═══ Material

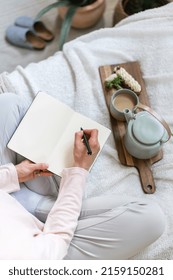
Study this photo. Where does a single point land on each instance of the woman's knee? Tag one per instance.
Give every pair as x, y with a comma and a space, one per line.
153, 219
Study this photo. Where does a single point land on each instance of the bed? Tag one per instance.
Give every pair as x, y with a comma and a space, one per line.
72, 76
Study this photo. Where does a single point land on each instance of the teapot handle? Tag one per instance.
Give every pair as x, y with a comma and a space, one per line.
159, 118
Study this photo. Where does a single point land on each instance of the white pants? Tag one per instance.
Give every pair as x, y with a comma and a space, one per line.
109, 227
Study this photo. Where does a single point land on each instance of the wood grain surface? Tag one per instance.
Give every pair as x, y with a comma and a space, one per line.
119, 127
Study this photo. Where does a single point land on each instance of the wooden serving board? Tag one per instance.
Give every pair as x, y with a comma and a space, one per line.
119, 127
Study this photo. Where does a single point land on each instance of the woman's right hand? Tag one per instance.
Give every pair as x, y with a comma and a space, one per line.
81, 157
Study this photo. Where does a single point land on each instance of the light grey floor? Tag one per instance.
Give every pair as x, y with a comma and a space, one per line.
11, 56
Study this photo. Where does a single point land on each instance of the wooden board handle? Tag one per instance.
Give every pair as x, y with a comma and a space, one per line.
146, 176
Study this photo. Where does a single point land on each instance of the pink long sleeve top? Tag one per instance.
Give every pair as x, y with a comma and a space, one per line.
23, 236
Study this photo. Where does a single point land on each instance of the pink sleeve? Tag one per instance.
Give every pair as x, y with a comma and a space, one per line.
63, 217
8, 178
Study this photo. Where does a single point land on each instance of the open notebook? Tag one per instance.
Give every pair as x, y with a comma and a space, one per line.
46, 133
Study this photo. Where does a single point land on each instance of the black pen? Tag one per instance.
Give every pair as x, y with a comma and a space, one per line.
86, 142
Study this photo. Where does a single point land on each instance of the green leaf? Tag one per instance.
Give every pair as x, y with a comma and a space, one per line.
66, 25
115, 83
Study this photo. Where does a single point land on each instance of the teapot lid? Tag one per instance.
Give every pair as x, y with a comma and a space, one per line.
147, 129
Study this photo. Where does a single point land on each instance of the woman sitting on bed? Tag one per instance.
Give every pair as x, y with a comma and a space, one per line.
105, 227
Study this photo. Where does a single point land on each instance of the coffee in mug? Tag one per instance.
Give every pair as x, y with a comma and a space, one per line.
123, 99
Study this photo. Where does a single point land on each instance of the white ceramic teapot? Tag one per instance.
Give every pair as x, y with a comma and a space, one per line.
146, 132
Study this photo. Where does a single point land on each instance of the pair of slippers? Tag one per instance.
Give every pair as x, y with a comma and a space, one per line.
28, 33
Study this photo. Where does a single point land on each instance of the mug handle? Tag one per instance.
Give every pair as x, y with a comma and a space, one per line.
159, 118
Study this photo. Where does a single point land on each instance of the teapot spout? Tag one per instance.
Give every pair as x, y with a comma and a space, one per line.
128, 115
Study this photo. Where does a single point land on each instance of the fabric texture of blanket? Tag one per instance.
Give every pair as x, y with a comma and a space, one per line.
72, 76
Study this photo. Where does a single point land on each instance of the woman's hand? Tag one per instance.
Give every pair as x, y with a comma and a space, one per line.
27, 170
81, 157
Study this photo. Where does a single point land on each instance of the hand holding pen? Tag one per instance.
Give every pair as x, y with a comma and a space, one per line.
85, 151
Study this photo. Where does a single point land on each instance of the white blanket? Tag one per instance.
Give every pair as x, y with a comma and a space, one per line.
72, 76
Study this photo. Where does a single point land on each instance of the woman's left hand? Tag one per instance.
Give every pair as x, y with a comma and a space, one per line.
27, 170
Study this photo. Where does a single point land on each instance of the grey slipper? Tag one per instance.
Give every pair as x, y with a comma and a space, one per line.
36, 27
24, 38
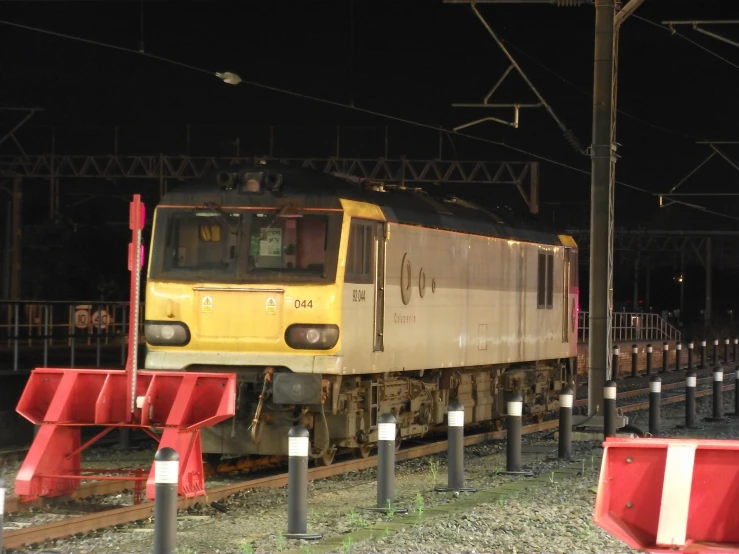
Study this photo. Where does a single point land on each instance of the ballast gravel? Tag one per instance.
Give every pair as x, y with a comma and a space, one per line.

══════

What is expected –
Switch every "Tag one per instance" in the entries above to "Mark one per instance" and write out all the entries again with nothing else changed. Leave the pictures out.

Written response –
Study this photo. Where does a single point land on each instance of the woman's knee? Mark one per instance.
Give every pair as x, y with a comma and a space, one per line.
153, 219
Study this photo. Where does a single point land on each instance of the bed? Mark one per instance.
Give every pair as x, y with a comma and a space, one per line.
72, 76
Study this photo. Where does a single point land on each instance of the teapot handle? Mark one per instance.
Give every pair as x, y with a comma and a space, one per line.
159, 118
Study this photo. Where does a single point land on each instance of the white pants? Mark one per instance.
Give every pair as x, y with a comma and a space, one per line.
109, 227
Study this photo. Where does a single point land on each instance of the wood grain surface? Mark one per instance.
Give every pair as x, y with a comma and a space, one per line.
119, 127
Study this photo. Where does a single point land on each instance of the wooden serving board? Mark one per instance.
Give every pair as x, y with a comma and a space, one per line.
119, 127
Study this photo. Where does a single point land on each instance of the woman's right hand? Mark one per instance.
Give every pair as x, y with a comma and a space, one per line.
81, 157
Study this photo. Where does a single point land on each instance of the light grey floor? Mark one per instance.
Give every pair as x, y with a comma and a space, one per line.
11, 56
Study this photo. Where does a single point land on each instance of the wooden board handle? Mark one per instance.
Give every pair as x, y with a comma and a space, one per line.
146, 176
Study this photo. Where does a single point land on each instance of the pink long sleeve top? Mark one per instance.
Give every pair as x, y with a comma and a space, one per line.
23, 236
Study this photo. Where does a single point land on each instance of the pink sleeve? Mark one per instance.
Give every pair as x, y with a comma and a space, one per line.
63, 217
8, 178
Study this photo. Where does a single point land on each instance of the open notebook? Mark one per instance.
Give every pair as x, y with a comma and a space, one per line.
46, 133
Study this photo. Where does a single point land on each instance of the black pen? Mark one per instance.
Give every pair as x, y with a comma and a space, one per line.
86, 142
Study this photo. Where does a single point land on each instance of the green leaf? Mark one per instance.
Give every pair as x, y with a comma and a space, one per line.
66, 25
115, 83
Study this photo. Where does a single point land on each instance of the teapot lid? Mark one per instance.
Give every pair as x, y with a comma and a space, one per line.
147, 129
Study this photo. Where does a single point land on each instance of the woman sitting on bed? Mark one per instance.
Give every pair as x, y with a comma and a space, one per line.
105, 227
Study this photo. Where does a single point land on each instance of the coffee in mug? Mark one per instance.
Give every pair as x, y with a comma and a space, one per line.
123, 99
Study this photo. Where does a single point land on each instance of the white ceramic teapot? Mark one per instance.
Give every pair as x, y with a comma and a space, one per line.
146, 132
Study this photo. Where does a single point land on each instance of the pair of slippers? Mark one per instance.
Give every pair as x, y with a comma and a space, one per line.
28, 33
Study this photo. Where does a single point land on each instance of the mug handle? Mark one per instance.
Give every pair as x, y with a comma and a space, one per line.
159, 118
Study this photo. Where does a single point land on each instance of the teapot spout? Mark one per instance.
Give every pair as x, y with a comma and a space, one per line.
128, 115
Study this photo. Where does a single point land on each instance of the fabric texture of blanket? Mark one per instance.
Give every pair as x, y with a comma and a space, one per line.
72, 76
Study this photo. Where does a single point land on each instance of the woman's hand? Mark one per instance.
Give every pair as x, y with a comma and a space, one per line.
27, 170
81, 157
Study this photo. Where does a single point land on each instance of the hand holding pen? Mark one per instance.
Give every pair as x, y with a comma and a space, one per line.
85, 151
Study this photo. Where does a single point land on each instance of the white blanket? Mark one per instance.
Give every pair as x, y with a comma and a space, one per line.
72, 76
Study this photo. Where does a single point land on each instance of the woman's left hand? Mark one per instance.
Give every pair as x, y with a comma and a space, one per line.
27, 170
Study this photo. Where does a single point land on each instance of the grey slipper? Mark one per instance.
Give every pair as x, y with a comma and a space, one per line.
36, 27
24, 38
Study this photo. Where does a single point land on each instance of the ballast gravel? Mark one per instance.
Give every pair as x, y with a comma and a space, one per line.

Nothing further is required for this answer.